──────── Extracted information ────────

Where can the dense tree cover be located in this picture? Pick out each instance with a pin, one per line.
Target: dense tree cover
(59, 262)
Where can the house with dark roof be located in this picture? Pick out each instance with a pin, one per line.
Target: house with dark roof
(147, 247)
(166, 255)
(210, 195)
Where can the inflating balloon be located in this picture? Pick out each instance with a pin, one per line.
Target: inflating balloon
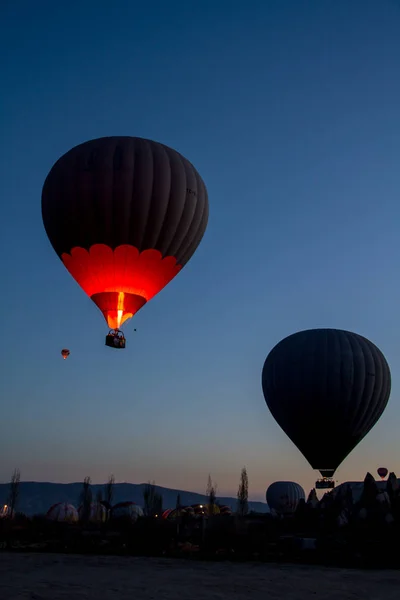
(382, 472)
(326, 388)
(284, 496)
(124, 215)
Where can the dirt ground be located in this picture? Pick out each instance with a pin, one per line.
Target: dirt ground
(67, 577)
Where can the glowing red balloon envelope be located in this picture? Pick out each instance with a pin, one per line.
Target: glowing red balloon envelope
(124, 215)
(382, 472)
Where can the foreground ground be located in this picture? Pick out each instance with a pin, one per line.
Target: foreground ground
(67, 577)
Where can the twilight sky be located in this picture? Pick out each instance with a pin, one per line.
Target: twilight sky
(289, 109)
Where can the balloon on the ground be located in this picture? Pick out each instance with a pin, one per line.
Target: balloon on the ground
(326, 388)
(284, 496)
(62, 512)
(382, 472)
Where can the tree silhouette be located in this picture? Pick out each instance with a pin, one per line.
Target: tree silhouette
(243, 494)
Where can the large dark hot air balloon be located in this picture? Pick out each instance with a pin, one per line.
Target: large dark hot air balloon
(382, 472)
(124, 215)
(326, 388)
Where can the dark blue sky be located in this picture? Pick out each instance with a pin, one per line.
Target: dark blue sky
(290, 112)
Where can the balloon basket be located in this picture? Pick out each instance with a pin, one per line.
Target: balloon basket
(115, 339)
(324, 484)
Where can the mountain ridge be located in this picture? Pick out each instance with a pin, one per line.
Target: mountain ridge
(36, 497)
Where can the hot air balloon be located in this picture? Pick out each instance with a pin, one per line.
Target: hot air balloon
(326, 388)
(124, 215)
(382, 472)
(284, 496)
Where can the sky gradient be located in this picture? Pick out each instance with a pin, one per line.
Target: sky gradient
(289, 110)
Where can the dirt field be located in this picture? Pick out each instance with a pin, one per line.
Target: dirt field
(62, 577)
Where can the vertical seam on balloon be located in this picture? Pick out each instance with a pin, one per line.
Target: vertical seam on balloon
(382, 399)
(164, 149)
(196, 238)
(150, 202)
(192, 241)
(172, 241)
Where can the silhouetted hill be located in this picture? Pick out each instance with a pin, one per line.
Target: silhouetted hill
(37, 497)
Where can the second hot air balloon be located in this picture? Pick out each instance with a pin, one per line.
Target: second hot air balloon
(326, 388)
(124, 215)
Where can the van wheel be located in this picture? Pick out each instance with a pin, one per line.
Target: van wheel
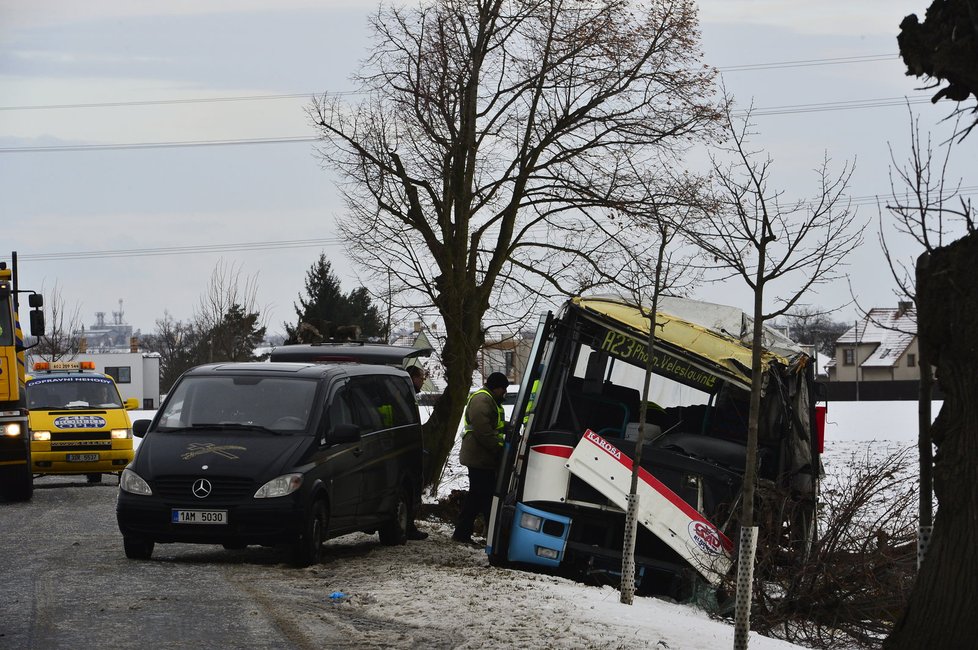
(308, 549)
(394, 532)
(137, 549)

────────

Problem description:
Please offset every coordinate in the answers by adding 140 to it, and copy everything from the line containing "Where can the van" down to the end of the records, requests included. Leave the pictures out of your answer.

Answer in full:
Where can the van wheel be located in this picture? Pick out each instance with a pin, one per line.
Target: van wheel
(448, 689)
(534, 672)
(277, 689)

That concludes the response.